Dataset entries
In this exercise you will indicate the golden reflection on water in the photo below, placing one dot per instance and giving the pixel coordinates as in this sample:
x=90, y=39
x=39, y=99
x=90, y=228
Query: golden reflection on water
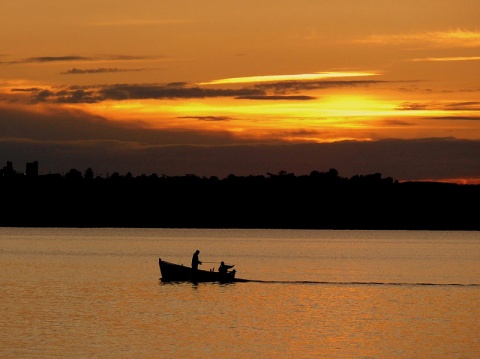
x=95, y=302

→ WORK ITEM: Output all of the data word for word, excluding any pictures.

→ TASK ANSWER:
In this exercise you will indicate the golden reflection on water in the photo below, placing one dot per instance and giving the pixel coordinates as in this sample:
x=90, y=39
x=39, y=99
x=90, y=228
Query: golden reflection on water
x=95, y=302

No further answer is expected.